### OBJECTIVE
In the House of Cards episode summary, on what date did the episode premiere?

"Chapter 2" (or "Episode 102") is the second episode of the first season of the American political thriller drama series House of Cards. It premiered on February 1, 2013, when it was released along with the rest of the first season on the American streaming service Netflix.

Plot
Frank (Kevin Spacey) is still sitting on the terrace of Freddy's, enjoying his first step to securing his revenge. He is off to meet part of the Democratic leadership for breakfast, where they discuss their course of action on how to handle the poorly-received education bill. They are interrupted by Remy Danton (Mahershala Ali), a former press secretary-turned-corporate lobbyist, who reminds Frank that his main client, SanCorp, has heavily invested in him. Meanwhile, Doug (Michael Kelly) finds something on Senator Michael Kern (Kevin Kilner), President Walker's nominee for Secretary of State, but Frank refuses to use it. After leaking the draft of the education bill, Frank secures control of the legislation and lures Donald (Reed Birney) into becoming his scapegoat. Claire (Robin Wright) continues downsizing her staff at the Clean Water Initiative.

Frank arranges a meeting with Zoe (Kate Mara) and hands her an editorial from a student newspaper in which Kern had denounced the Israeli occupation of the West Bank as illegal. Despite reservations, Zoe and her editors decide to publish. During an interview with George Stephanopoulos, Kern is confronted with an advance copy of Zoe's article. Furthermore, Stamper manages to locate Roy Kapeniak (T.J. Edwards), Kern's former co-editor of the student newspaper. Frank decides to send Russo (Corey Stoll) to talk with Kapeniak, who reveals that it was actually his article, not Kern's. Russo asks him to lie about it and say that Kern wrote it. Barnes runs the story linking Kern to the editorial, ending his nomination. With everything already planned, Frank contacts Durant and has Barnes leak the senator's (Jayne Atkinson) name as Kern's replacement in order to fuel early media speculation. Durant leads the polls and thus wins Vazquez's and Walker's support. Frank provides subtle affirmation of the choice.

### DATA EXCERPTS

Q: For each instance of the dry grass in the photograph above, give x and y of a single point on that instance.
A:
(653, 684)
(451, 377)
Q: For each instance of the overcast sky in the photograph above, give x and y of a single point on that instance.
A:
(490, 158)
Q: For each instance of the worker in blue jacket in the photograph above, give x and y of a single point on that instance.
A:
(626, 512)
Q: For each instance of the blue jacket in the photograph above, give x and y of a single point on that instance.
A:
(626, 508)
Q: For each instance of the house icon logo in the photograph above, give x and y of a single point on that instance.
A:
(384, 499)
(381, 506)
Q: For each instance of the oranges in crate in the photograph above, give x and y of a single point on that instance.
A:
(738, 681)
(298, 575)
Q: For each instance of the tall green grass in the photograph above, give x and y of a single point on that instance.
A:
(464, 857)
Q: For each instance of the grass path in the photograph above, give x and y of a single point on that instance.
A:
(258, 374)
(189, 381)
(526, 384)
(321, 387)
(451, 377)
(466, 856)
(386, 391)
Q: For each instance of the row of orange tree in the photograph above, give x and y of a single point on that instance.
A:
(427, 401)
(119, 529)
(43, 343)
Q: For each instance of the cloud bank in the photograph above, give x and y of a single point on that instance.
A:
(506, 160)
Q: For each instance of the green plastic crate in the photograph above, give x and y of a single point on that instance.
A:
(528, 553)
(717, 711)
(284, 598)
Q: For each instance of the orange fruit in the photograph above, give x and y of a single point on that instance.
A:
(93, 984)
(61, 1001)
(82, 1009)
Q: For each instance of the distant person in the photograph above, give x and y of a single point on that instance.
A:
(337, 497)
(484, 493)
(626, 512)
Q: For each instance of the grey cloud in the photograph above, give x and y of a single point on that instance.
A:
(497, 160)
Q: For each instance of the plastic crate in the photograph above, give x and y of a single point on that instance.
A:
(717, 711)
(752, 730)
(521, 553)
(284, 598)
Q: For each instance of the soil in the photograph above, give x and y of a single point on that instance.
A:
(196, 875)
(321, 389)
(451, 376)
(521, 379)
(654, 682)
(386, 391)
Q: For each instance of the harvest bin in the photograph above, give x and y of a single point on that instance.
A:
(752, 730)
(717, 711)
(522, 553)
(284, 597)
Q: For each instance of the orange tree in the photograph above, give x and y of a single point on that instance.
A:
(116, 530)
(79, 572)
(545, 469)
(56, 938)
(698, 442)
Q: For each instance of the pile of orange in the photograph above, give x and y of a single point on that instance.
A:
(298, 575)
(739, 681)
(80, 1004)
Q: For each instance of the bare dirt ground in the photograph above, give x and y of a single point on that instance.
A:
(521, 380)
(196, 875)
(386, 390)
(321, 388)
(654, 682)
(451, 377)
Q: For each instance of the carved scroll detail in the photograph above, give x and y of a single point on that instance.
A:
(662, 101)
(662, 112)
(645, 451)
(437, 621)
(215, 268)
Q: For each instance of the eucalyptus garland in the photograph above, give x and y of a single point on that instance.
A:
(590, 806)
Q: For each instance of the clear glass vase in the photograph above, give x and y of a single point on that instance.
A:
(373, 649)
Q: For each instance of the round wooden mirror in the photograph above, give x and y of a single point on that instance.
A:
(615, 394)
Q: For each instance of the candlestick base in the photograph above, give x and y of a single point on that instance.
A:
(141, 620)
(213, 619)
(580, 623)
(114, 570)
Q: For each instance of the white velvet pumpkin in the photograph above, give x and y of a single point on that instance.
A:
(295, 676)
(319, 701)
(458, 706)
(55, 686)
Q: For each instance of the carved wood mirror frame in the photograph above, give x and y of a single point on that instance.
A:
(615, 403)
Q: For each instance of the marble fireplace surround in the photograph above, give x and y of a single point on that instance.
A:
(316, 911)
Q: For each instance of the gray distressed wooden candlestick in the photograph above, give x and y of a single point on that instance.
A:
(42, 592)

### WRITTEN SOLUTION
February 1, 2013